• Exercise brief: Would you return the records below character for character, without any images?

• Extracted records:
▼
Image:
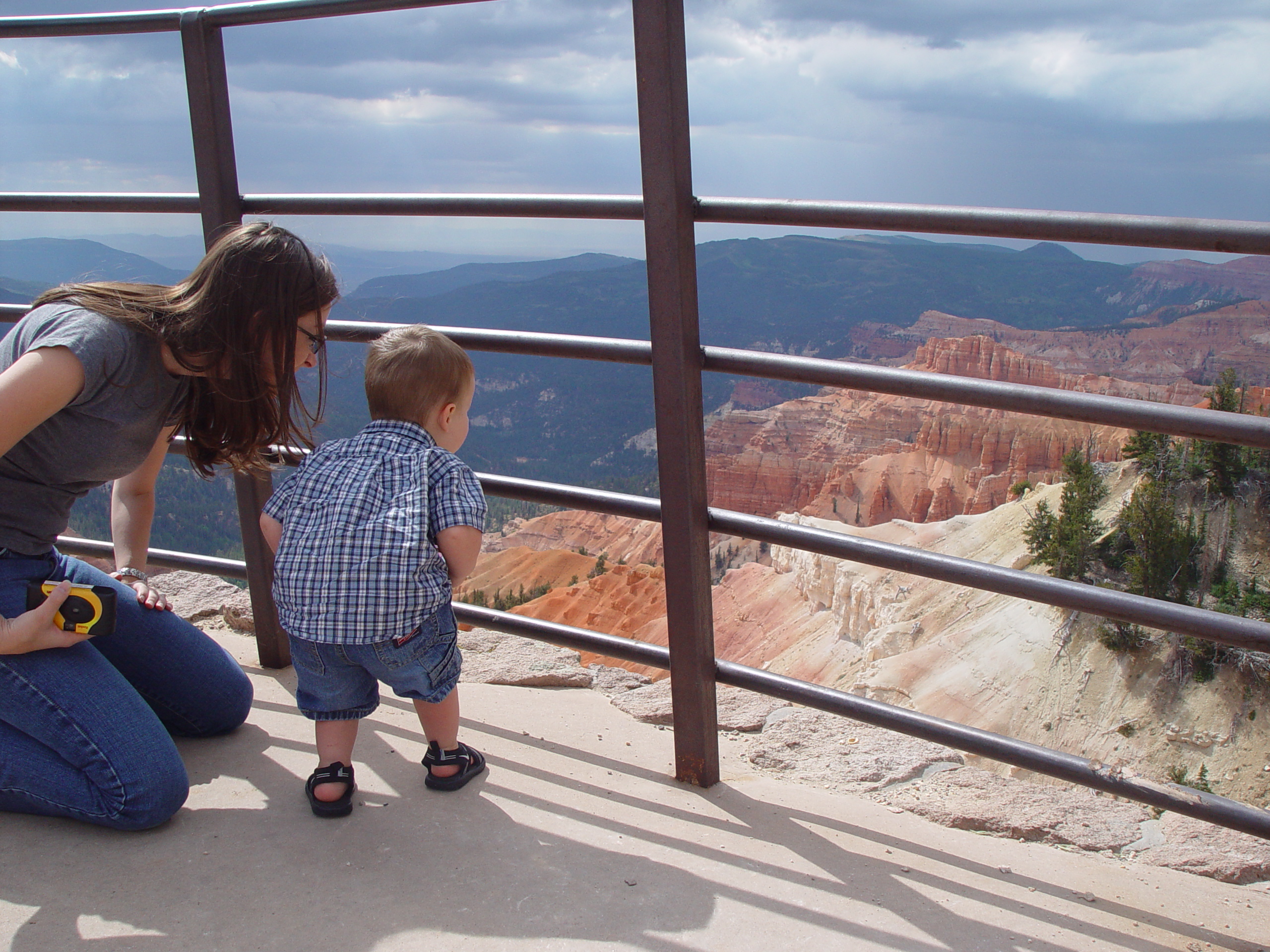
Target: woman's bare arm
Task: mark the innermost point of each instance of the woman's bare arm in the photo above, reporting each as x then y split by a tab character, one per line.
460	546
32	389
35	388
132	511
▲
• Written solution:
Image:
Target: woman's bare arm
Task: mark the innermost point of each instance of the woman's bare arm in the photo above, reporting each as x then y split by a tab character, one per line.
460	546
32	389
35	388
132	511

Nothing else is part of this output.